* RECORDS FOR THE EXERCISE
'''
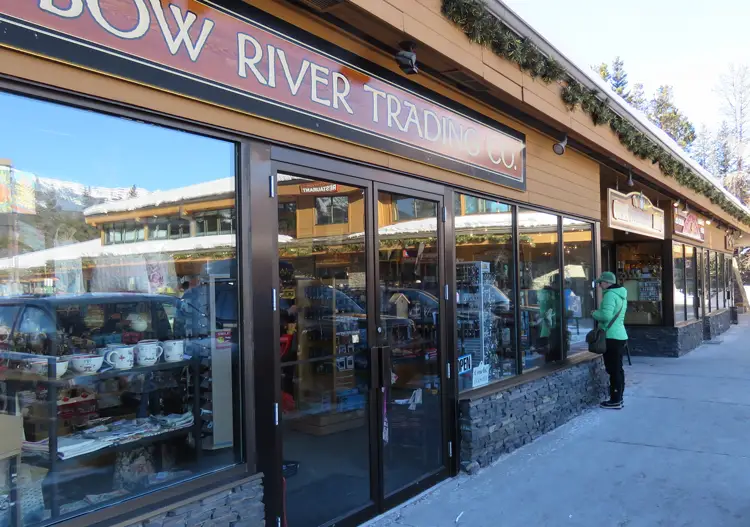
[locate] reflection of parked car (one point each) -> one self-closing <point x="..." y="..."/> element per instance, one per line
<point x="65" y="324"/>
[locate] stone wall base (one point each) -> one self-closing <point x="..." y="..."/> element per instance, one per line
<point x="498" y="423"/>
<point x="240" y="506"/>
<point x="658" y="341"/>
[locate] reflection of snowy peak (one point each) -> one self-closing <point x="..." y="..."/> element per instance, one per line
<point x="73" y="196"/>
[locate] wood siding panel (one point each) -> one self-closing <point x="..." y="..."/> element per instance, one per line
<point x="441" y="43"/>
<point x="496" y="78"/>
<point x="429" y="14"/>
<point x="506" y="68"/>
<point x="542" y="200"/>
<point x="537" y="102"/>
<point x="383" y="10"/>
<point x="583" y="177"/>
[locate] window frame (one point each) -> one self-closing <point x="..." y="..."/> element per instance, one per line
<point x="332" y="209"/>
<point x="684" y="282"/>
<point x="395" y="211"/>
<point x="247" y="467"/>
<point x="696" y="304"/>
<point x="459" y="198"/>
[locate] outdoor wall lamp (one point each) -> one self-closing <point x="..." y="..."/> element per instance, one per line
<point x="407" y="58"/>
<point x="559" y="148"/>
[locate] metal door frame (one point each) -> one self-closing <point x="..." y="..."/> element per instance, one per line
<point x="445" y="357"/>
<point x="371" y="180"/>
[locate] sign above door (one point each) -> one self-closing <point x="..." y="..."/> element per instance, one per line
<point x="270" y="71"/>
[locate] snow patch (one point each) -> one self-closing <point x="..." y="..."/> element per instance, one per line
<point x="164" y="197"/>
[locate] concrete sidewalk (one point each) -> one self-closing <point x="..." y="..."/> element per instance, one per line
<point x="676" y="455"/>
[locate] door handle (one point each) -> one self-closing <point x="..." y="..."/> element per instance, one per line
<point x="385" y="369"/>
<point x="374" y="370"/>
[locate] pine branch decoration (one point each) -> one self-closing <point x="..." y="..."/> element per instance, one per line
<point x="484" y="28"/>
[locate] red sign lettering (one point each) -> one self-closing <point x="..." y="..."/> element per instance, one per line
<point x="238" y="54"/>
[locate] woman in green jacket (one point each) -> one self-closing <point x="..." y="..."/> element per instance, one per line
<point x="611" y="317"/>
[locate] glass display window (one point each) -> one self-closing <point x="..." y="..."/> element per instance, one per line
<point x="543" y="338"/>
<point x="639" y="270"/>
<point x="120" y="343"/>
<point x="578" y="281"/>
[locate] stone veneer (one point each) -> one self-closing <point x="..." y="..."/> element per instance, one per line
<point x="659" y="341"/>
<point x="717" y="323"/>
<point x="238" y="506"/>
<point x="497" y="423"/>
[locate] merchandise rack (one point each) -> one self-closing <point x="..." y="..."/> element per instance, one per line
<point x="17" y="378"/>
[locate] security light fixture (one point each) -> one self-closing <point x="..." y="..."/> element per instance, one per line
<point x="407" y="58"/>
<point x="559" y="148"/>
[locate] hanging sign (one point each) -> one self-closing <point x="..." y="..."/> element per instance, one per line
<point x="318" y="188"/>
<point x="688" y="224"/>
<point x="480" y="375"/>
<point x="223" y="49"/>
<point x="729" y="242"/>
<point x="634" y="212"/>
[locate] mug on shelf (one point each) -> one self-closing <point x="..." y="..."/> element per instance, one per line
<point x="149" y="352"/>
<point x="121" y="358"/>
<point x="86" y="363"/>
<point x="174" y="350"/>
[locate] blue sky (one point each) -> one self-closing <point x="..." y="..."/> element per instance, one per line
<point x="685" y="43"/>
<point x="60" y="142"/>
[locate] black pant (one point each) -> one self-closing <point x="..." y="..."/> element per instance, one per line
<point x="613" y="365"/>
'''
* TASK STATEMENT
Return exactly the lines of the data, and only those, from the line with "[locate] mug on" through the last line, inclusive.

* PROBLEM SOLUTION
[locate] mug on shelf (one point each) -> one self-closing <point x="..." y="..."/> element per instance, one per line
<point x="149" y="352"/>
<point x="121" y="358"/>
<point x="86" y="363"/>
<point x="174" y="350"/>
[locate] blue sky (one point each) -> one self-closing <point x="..." y="..."/> element per instance, one per line
<point x="685" y="43"/>
<point x="60" y="142"/>
[locate] black pant (one point each) -> one self-closing <point x="..." y="..."/> element per instance, one per line
<point x="613" y="365"/>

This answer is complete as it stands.